__TEXT TO READ__
=-=-=
Ways to ensure smooth running

With perhaps $400bn of (re)insurance business in run-off worldwide, the expertise required to manage run-offs successfully is finally being recognised. About time too, says Tony McMahon.

In his book 'Against the Gods', Peter Bernstein writes: "The essence
of risk management lies in maximising the areas where we have some control
over the outcome while minimising the areas where we have absolutely no
control over the outcome and the linkage between effect and cause is
hidden from us."


This observation was never truer than when applied to run-off in the
reinsurance industry.


The global reinsurance market has gone through a tremendous period of
change over the last decade. Nowhere has this been more manifestly
demonstrated than in the London market where, as a result of
consolidation, there are no longer any independent British reinsurers,
apart from Lloyd's.


The number of books of business in run-off is immense and growing. No one
can accurately state what the liabilities in run-off total and reliable
figures for the split between insurance and reinsurance are not
available.


Departures boost totals


The most detailed study was published in 1998 by McKinsey and estimated
that the global run-off industry totalled $230bn. It predicted that this
would grow at 10% a year. Five years on, it would appear that this was
underestimated, as the departure of a number of established players from
the market could not have reasonably been predicted. If the base figure is
broadly correct, then we could be looking at a value in excess of
$400bn.


Reinsurers are faced not only with the challenges of managing their own
discontinued books of business but with collecting debts due from
counterparties that are themselves in run-off.
=-=-=
__TO DO__
(a) Please rewrite the paragraph of the reinsurance run-off article that begins "The most detailed study" as a short bulleted list, keeping its main facts.
(b) According to the reinsurance run-off article, why does McKinsey's 1998 growth prediction now seem to have been an underestimate? Answer in one to three sentences.
(c) Continue the reinsurance run-off article from the point where it stops.
The records that follow are drawn from a different source than the reinsurance run-off article.
=-=-=
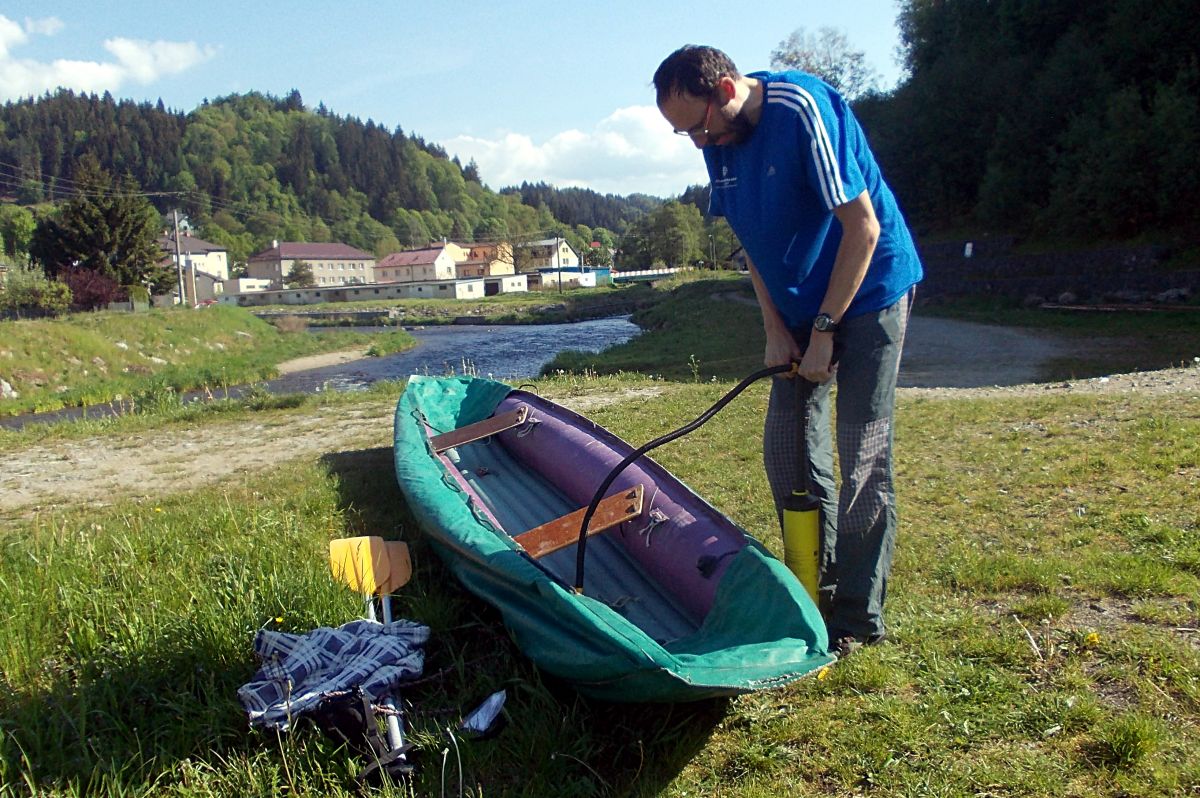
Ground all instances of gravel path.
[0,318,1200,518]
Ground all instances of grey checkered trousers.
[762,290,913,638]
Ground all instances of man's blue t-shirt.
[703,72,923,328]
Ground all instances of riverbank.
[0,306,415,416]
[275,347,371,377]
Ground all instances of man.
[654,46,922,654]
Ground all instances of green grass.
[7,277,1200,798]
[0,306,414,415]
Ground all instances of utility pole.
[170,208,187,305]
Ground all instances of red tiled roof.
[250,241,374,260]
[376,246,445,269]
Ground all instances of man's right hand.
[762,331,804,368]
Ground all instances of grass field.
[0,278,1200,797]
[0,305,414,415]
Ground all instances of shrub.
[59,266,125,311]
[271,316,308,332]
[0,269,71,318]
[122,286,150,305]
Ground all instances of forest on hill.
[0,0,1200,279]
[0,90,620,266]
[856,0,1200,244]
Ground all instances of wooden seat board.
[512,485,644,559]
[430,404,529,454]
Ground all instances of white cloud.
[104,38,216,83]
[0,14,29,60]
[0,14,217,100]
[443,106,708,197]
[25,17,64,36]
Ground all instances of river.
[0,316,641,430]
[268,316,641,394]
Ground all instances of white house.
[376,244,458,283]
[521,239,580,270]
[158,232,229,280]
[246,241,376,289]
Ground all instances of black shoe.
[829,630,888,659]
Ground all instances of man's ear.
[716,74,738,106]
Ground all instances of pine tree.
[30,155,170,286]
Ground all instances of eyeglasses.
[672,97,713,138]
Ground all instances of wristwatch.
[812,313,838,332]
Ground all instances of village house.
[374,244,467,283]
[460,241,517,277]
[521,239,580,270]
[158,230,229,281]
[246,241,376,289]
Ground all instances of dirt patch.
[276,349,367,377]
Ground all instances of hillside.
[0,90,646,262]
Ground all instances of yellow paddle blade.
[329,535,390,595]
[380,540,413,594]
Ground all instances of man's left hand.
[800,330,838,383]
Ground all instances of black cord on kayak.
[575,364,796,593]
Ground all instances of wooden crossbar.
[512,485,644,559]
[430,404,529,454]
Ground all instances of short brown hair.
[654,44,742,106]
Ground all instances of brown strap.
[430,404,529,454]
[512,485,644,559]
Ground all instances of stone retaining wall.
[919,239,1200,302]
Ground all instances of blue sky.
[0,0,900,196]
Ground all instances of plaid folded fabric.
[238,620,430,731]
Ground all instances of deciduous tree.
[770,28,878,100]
=-=-=
__PER-TASK ANSWERS__
(a)
- McKinsey published the most detailed study in 1998.
- It estimated the global run-off industry at $230bn.
- It predicted growth of 10% a year.
- Five years later, that forecast looks too low because the departure of several established players from the market could not reasonably have been predicted.
- If the base figure is broadly correct, the total could exceed $400bn.

(b) The prediction seems too low because several established players left the market, and no one could reasonably have predicted those departures. They pushed the run-off totals higher than the forecast allowed for.

(c)
Much of the thinking that has developed on dealing with the issue of
run-off has come about as a result of the lessons learned in dealing with
insolvent estates. The reasons include:


- Insolvent estates face all the problems of solvent run-offs and more;
the solvent industry can benefit from that experience.


- Given the high cost ratios and reduced levels of payment to creditors,
insolvent estates will normally accelerate the run-off and move to a
closure of the estate earlier than would otherwise be the case.


- Insolvent estates have developed the powerful tool of schemes of
arrangement, which have been successfully adapted to truncate solvent
books of business.


A scheme of arrangement is an agreement between the company proposing it
and its creditors. The arrangement becomes binding on the company and its
creditors if a majority, in number, representing 75% in value of the
creditors that vote at the meetings, approve it. The court authorises the
meetings and the arrangement is subsequently sanctioned by order of the
court. The arrangement binds all creditors, not just those that voted.


Manage the risk


The key risk management issues in a solvent run-off are:


- Cost control Lengthy run-offs can incur huge administrative costs.


A cost-benefit analysis needs to be performed using financial models,
comparing costs to closure in the normal course with an earlier
cut-off.


- Retrocessionaire security Unlike fine wine, this does not mature and
improve over time. Many reinsurers are suffering from security downgrades
and the ability of some reinsurers to meet their liabilities well into the
future must be doubtful.


There is also an increasing tendency to dispute claims and raise issues
that would not previously have been raised. This is particularly so where
there is no continuing live business relationship.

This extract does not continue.